What the task requires
Having found the line that contains "the tree in the photo above.", please retype only it and every line after it up to the end of the entries, exactly as written.

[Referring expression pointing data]

···

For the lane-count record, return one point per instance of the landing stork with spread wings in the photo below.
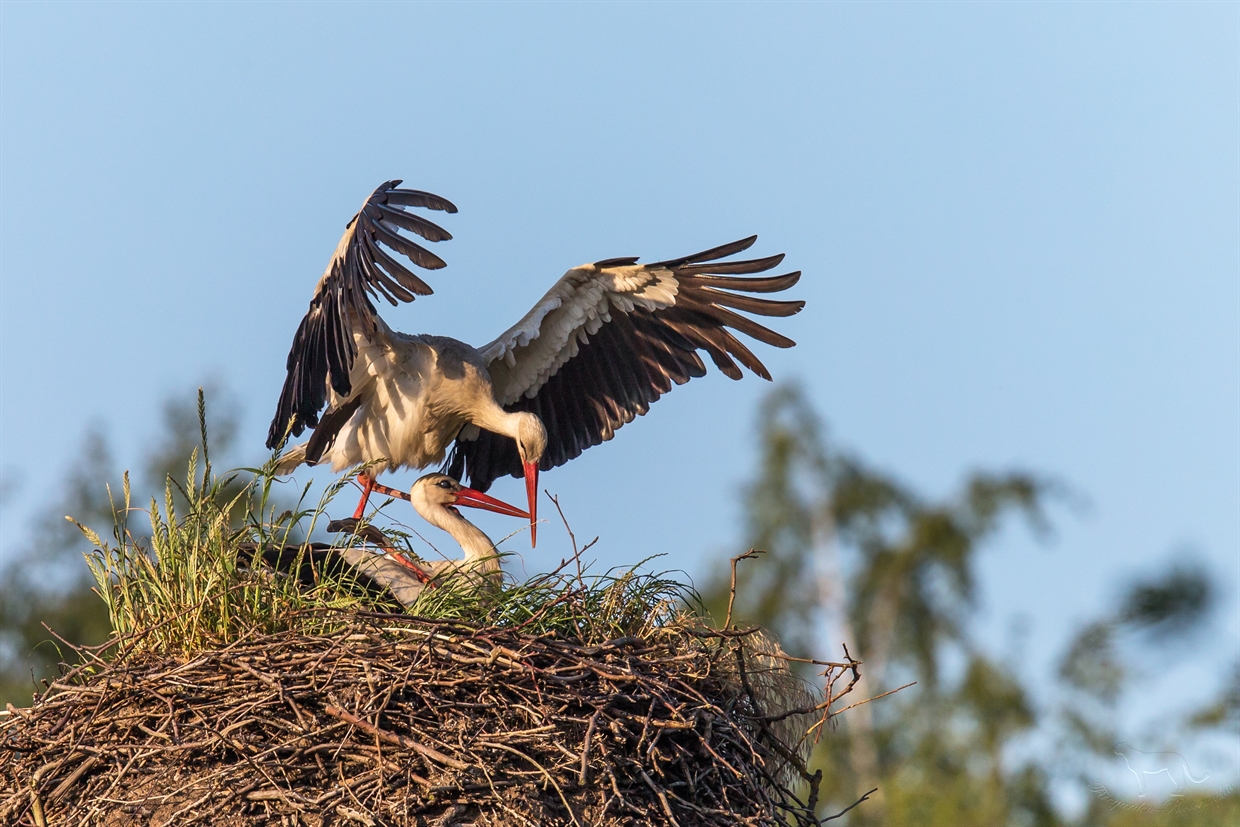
(606, 341)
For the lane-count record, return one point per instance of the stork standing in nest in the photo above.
(606, 341)
(437, 499)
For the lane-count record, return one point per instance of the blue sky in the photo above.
(1017, 222)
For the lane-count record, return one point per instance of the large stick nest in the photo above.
(402, 720)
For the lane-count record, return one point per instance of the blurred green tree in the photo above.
(47, 584)
(854, 552)
(856, 556)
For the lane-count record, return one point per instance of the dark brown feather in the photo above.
(323, 349)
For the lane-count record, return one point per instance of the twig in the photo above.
(851, 806)
(732, 592)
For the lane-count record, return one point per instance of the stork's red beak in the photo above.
(532, 494)
(478, 500)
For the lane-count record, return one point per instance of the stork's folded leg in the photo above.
(367, 486)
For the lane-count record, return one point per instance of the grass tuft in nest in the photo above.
(197, 580)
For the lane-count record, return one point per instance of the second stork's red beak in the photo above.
(532, 494)
(478, 500)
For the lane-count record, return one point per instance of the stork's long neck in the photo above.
(480, 553)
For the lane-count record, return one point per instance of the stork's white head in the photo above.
(439, 491)
(531, 445)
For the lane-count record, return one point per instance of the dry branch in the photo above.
(404, 720)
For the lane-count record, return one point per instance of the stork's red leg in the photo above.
(367, 486)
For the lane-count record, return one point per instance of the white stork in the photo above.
(606, 340)
(437, 497)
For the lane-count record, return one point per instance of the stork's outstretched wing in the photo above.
(610, 339)
(323, 349)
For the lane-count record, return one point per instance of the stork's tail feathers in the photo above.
(290, 459)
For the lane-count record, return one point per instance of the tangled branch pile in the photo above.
(403, 720)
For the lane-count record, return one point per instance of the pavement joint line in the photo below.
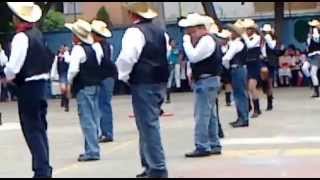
(77, 164)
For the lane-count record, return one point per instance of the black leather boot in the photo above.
(228, 98)
(316, 92)
(270, 103)
(256, 108)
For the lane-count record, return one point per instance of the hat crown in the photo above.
(27, 11)
(267, 27)
(195, 19)
(82, 27)
(138, 6)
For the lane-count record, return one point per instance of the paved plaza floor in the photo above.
(281, 143)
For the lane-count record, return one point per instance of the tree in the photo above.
(210, 11)
(103, 15)
(53, 21)
(279, 17)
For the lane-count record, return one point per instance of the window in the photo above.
(70, 8)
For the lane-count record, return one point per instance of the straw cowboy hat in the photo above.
(267, 28)
(314, 23)
(224, 34)
(195, 19)
(82, 29)
(100, 28)
(237, 27)
(213, 28)
(142, 9)
(249, 23)
(27, 11)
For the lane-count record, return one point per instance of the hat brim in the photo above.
(235, 29)
(150, 14)
(106, 33)
(314, 24)
(36, 14)
(87, 40)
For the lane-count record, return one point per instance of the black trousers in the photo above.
(32, 105)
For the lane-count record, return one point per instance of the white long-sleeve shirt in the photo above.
(19, 49)
(99, 51)
(133, 42)
(315, 37)
(3, 58)
(252, 41)
(77, 57)
(205, 47)
(235, 46)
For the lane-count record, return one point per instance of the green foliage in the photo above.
(54, 21)
(103, 15)
(301, 30)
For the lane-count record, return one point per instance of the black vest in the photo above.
(240, 57)
(211, 66)
(152, 66)
(108, 68)
(37, 60)
(314, 46)
(272, 56)
(62, 66)
(89, 74)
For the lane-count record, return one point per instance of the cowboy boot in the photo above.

···

Response
For the lane-count record, return one point per instance of the tree in the photo above.
(210, 11)
(103, 15)
(53, 21)
(279, 17)
For the lane-count record, return one point per instance of the window in the photo above.
(70, 8)
For the lane-count record, return one point per instance of the straw cowboy hat in the photo above.
(267, 28)
(314, 23)
(224, 34)
(195, 19)
(82, 29)
(100, 28)
(237, 27)
(213, 28)
(142, 9)
(249, 23)
(27, 11)
For the lane-count record, return one point per instance of the hat brim in the photo above.
(235, 29)
(150, 14)
(106, 33)
(314, 24)
(36, 14)
(87, 40)
For the lane-count record, return one point per instance of the black trousers in the photo above.
(32, 105)
For the lane-count record, return one point per instance of the white long-sleeve shirt in the photo above.
(19, 49)
(99, 51)
(133, 42)
(315, 37)
(3, 58)
(252, 41)
(77, 57)
(205, 47)
(235, 46)
For the lane-count record, return one point per instance of the green foliage in the photo above.
(54, 21)
(103, 15)
(301, 30)
For the lane-count record, return one point per instance of the black vest in the photo above.
(240, 57)
(211, 66)
(152, 66)
(108, 68)
(37, 60)
(314, 46)
(272, 56)
(62, 66)
(89, 74)
For the lane-count record, return one point per instance of the cowboy boot in the photo above.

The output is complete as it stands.